▶ Passage to read:
========

Oct 3, 2007

Consumers Vent Frustration with Commoditized Retail Environments

Retailing is a tough business. And successfully creating exciting, consumer-friendly shopping experiences seems more and more elusive as retail sectors commmoditize. Some retailers do a good job. Apple stores are most often mentioned by consumers as a fun, enjoyable and helpful place to spend their money.

Yet Laura Landro of the WSJ writes that U.S. retailers last year lost an estimated $40.5 billion to Shrinkage (shoplifting, employee theft, and other inventory losses); as a percentage of sales fell shrinkage fell just slightly to 1.57% from 1.59% a year earlier...one of the most common forms of theft in retail is "ticket switching" where a shopper removes a price tag from an item and puts it on a more expensive one or switches an expensive item into the box of something lower-price. While many stores now use sophisticated radio-frequency ID tags and multiple tickets on an item to head off ticket switching, tech-savvy gangs can now print new tags on portable printers and slap them on merchandise right in the store.

Some retailers are getting more aggressive in loss-prevention efforts; Wal-Mart recommends that local store officials prosecute shoplifters at age 16 and older rather than the prior age of 18. According to the principle known as merchant's privilege, any merchant that believes a crime is in progress has the right to detain and question a shopper and to conduct a reasonable investigation.

So are consumer experience-destroying theft and "shrinkage" programs simply an unavoidable "reality" of U.S. retailing? I sat next to a retail security expert on a flight recently and asked him that very question. The answer is no, and there are many more options that retailers can chose from that enhance - rather than destroy - the end consumer experience. After all, trying a product and touching a product encourages sales for many products.

========

▶ Work task A: According to the article on retail shrinkage, at what age does Wal-Mart now recommend that local stores prosecute shoplifters?
▶ Work task B: Extend the article on retail shrinkage with a paragraph that follows on from its last sentence.

========

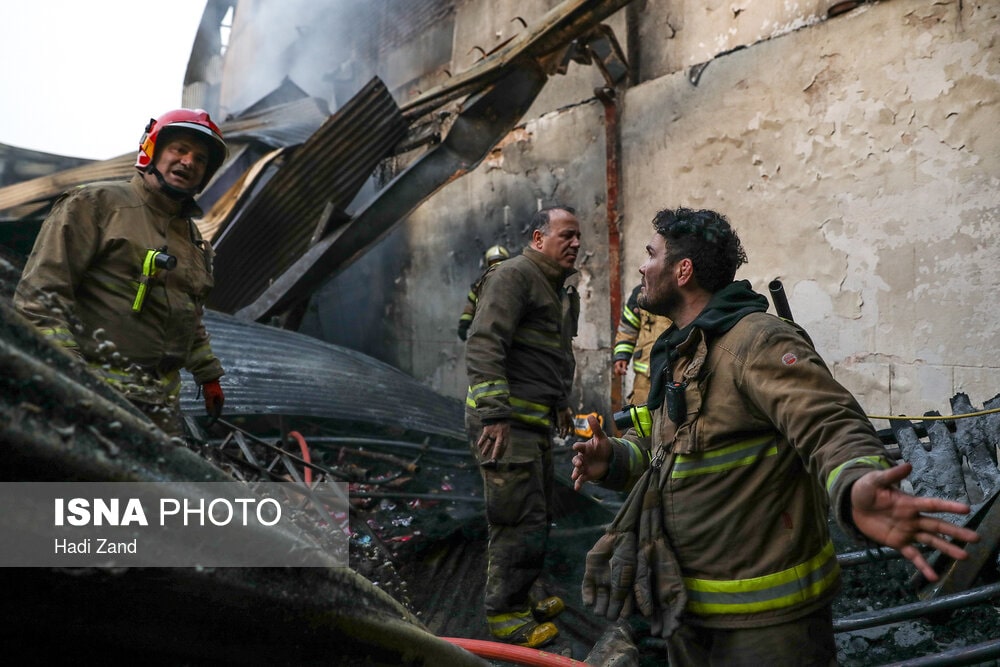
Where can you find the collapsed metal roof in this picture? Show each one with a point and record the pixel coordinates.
(288, 373)
(283, 125)
(286, 215)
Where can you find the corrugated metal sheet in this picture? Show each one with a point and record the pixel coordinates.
(287, 125)
(272, 371)
(276, 227)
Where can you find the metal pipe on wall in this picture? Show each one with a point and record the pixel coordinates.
(612, 142)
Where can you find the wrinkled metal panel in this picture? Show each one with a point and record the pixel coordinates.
(487, 117)
(272, 371)
(286, 125)
(276, 227)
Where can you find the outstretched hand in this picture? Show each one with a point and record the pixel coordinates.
(590, 463)
(896, 519)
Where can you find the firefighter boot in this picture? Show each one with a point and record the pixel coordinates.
(521, 629)
(547, 608)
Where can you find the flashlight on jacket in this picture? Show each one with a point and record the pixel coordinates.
(154, 261)
(634, 416)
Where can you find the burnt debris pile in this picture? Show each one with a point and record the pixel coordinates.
(886, 613)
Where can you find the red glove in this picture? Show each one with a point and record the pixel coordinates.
(214, 398)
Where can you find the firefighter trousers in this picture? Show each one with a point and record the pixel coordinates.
(518, 494)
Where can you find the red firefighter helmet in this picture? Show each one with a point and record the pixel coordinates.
(192, 120)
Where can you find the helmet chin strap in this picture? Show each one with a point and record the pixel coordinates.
(175, 193)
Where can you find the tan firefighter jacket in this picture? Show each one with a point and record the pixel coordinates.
(768, 443)
(86, 266)
(519, 353)
(637, 331)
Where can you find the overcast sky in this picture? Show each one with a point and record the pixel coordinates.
(82, 77)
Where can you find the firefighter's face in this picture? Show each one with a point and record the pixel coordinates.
(562, 242)
(182, 161)
(660, 292)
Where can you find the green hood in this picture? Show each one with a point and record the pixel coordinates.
(727, 307)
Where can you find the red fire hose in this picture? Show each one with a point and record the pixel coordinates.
(519, 655)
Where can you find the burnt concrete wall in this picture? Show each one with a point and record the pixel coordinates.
(856, 154)
(858, 157)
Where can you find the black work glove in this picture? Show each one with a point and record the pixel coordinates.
(659, 587)
(609, 575)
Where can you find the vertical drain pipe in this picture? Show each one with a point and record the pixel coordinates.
(612, 142)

========

▶ Exercise answer A: Age 16 and older, down from the prior age of 18.

▶ Exercise answer B:
Is there anything more baffling than a consumer electronics shelf full of innovative new products wired to the shelf and non-working because batteries have been removed? The retail security guy I spoke with shared that the key is the strategic mindset of the executive team running the retailer. Are they all about cost-cutting (take out batteries; cable the products down, and arrest shoppers) or are they focused on consumer experience and growth (add staff to handle questions and monitor traffic; provide more serviced sales versus self-serve; etc.)?

The excerpts below of WSJ "Letters" on the "shrinkage" article provide a wonderful glimpse of how consumers feel:

It is symptomatic of so many poorly run businesses, particularly retailers
and airlines, to focus on internal operational issues rather than on good
customers. Much like the circumstances of flying in coach class, this form of
treatment by retailers forces consumers to consider alternatives to the negative
shopping experiences encountered today. No, online shopping isn't killing
retail; the retailers are committing their own form of suicide.

[this] article summarizes what many people who shop at scrappy discounters
experience on a regular basis: a degrading interaction when a customer has to
deal with understaffed and improperly stocked stores, inefficient check-out
procedures and, sometimes, overzealous and ill-advised security personnel


The good news is that a new era of pro-consumer retailing is emerging, and is being led by new-style "customer experience" merchants. Short-term strategies built on income statement tweaks at the expense of customers are reaching their inevitable dead end.